Task requirements. Look below for the line that contains "Wildlife-tally tagging: find every instance of the sled", then copy it and each following line exactly, through and including the line that contains "the person wearing".

Dataset excerpts
· · · · ·

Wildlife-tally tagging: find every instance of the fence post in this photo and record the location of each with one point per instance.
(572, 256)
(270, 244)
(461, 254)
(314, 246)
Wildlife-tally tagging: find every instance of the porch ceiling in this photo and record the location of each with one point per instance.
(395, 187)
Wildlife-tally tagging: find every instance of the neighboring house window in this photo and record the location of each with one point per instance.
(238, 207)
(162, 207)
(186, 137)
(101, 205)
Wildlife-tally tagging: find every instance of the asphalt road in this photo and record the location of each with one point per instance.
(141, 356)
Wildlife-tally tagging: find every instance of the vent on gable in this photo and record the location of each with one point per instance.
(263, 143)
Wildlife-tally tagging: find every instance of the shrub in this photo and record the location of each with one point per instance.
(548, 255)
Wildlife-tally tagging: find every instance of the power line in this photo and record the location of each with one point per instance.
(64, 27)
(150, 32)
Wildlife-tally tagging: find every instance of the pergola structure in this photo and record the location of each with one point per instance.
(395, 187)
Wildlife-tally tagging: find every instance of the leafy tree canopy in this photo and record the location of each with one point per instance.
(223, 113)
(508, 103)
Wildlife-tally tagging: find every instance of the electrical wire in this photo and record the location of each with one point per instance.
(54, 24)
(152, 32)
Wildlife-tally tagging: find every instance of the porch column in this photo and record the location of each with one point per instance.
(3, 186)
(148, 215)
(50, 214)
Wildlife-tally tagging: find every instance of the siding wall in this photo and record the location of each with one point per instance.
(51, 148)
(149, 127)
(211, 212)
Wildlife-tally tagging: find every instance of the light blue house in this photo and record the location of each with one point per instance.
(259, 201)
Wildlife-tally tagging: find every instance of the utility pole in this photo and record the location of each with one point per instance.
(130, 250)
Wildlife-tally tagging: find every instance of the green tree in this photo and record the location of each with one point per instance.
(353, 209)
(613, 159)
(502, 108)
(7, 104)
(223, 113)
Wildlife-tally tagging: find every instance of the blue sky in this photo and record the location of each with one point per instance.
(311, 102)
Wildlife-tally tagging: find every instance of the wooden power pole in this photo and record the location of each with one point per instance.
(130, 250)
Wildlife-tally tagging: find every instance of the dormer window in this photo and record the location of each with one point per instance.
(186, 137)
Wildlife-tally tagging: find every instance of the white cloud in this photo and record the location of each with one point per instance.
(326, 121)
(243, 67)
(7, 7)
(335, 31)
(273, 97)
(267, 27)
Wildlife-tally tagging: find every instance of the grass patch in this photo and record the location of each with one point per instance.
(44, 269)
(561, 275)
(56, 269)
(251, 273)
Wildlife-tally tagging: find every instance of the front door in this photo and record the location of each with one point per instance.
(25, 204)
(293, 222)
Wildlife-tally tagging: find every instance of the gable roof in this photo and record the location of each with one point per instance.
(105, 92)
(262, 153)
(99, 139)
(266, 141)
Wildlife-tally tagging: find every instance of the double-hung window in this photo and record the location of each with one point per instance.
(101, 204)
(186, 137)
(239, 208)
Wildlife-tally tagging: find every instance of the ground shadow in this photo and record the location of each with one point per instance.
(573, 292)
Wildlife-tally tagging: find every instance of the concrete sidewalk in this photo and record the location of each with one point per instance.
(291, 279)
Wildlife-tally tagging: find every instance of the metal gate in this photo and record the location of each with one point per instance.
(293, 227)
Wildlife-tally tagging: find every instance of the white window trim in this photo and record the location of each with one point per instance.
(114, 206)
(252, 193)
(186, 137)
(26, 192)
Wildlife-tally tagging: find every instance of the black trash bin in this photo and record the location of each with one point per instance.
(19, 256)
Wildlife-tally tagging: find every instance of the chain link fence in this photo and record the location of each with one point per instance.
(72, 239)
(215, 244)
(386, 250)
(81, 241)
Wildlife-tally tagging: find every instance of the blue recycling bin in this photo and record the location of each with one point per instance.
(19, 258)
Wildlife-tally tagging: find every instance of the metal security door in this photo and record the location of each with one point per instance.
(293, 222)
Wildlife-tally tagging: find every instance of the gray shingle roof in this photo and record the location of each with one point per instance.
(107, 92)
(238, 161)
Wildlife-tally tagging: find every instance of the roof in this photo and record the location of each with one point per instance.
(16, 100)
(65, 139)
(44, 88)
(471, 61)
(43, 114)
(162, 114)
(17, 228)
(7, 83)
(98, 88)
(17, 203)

· · · · ·

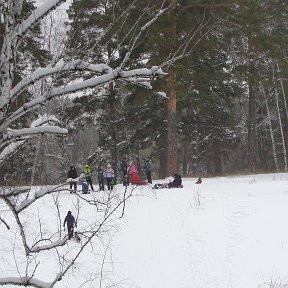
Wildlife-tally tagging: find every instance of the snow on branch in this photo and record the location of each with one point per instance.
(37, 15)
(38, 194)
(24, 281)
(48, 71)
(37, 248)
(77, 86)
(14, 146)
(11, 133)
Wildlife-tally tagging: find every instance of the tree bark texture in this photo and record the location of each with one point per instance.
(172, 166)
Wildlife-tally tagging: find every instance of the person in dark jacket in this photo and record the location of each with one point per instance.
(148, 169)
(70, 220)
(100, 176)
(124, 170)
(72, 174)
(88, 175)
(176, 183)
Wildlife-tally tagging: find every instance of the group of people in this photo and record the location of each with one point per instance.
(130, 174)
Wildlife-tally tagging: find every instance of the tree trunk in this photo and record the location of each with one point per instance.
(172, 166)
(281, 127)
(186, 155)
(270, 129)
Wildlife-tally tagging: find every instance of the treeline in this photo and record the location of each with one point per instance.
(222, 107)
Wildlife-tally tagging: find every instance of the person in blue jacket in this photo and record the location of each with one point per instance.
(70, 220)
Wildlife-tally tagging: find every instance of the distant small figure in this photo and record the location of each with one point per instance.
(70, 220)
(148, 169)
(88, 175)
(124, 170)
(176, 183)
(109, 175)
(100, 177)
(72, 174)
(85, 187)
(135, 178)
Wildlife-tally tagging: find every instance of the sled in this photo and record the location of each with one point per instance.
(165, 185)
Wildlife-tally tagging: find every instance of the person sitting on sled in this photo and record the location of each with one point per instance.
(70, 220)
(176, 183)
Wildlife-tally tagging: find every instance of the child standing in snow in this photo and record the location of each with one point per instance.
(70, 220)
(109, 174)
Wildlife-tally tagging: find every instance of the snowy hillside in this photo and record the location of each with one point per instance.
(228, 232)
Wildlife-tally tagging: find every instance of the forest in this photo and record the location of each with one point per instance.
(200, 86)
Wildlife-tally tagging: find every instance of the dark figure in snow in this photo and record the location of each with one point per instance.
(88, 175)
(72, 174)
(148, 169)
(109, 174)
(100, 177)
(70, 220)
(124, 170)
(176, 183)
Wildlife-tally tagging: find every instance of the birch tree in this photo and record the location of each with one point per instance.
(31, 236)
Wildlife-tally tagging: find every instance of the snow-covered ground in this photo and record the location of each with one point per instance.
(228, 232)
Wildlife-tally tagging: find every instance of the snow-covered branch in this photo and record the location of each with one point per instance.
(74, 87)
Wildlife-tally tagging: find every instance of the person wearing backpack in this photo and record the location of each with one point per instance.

· · · · ·

Output for this task.
Wildlife-tally tagging: find every instance of the sled in this photo and record the location of each with one point per instance.
(165, 185)
Wildlife-tally tagging: find every instance of the person sitting on sled in this photo and record the location of each with one point per instance.
(70, 220)
(176, 183)
Wildlife-tally tagging: find every instance of the child standing in snow in this photo and record the location of each with one point per instance.
(70, 220)
(109, 174)
Wildlife-tally tagging: find every instance of the snowy hillside in this photo and record the location of each with one point per instance.
(228, 232)
Wildlife-tally tagging: find every instance of the forest in this photo and record the location of each with one point per instance.
(200, 86)
Wildlife-tally tagging: find every instance of the dark figure in snow in this photo and record the location of each with one point per instance.
(88, 175)
(72, 174)
(148, 169)
(109, 174)
(100, 177)
(70, 220)
(124, 170)
(176, 183)
Wildlife-tally tagging: find every instance of the birch tree in this photo and record the location of each with one point per instance.
(31, 236)
Wildlife-tally tagging: find every instance of the snow-covered ground in this photo and record the location of each with one point per instance.
(228, 232)
Wildlife-tally tagging: find every instance of the snow-covered branch in this photo and record the location of each with one point per instance.
(74, 87)
Wildlife-tally tagging: find every instance of the person wearing backpack in this photo and record the location of each with one point per instance.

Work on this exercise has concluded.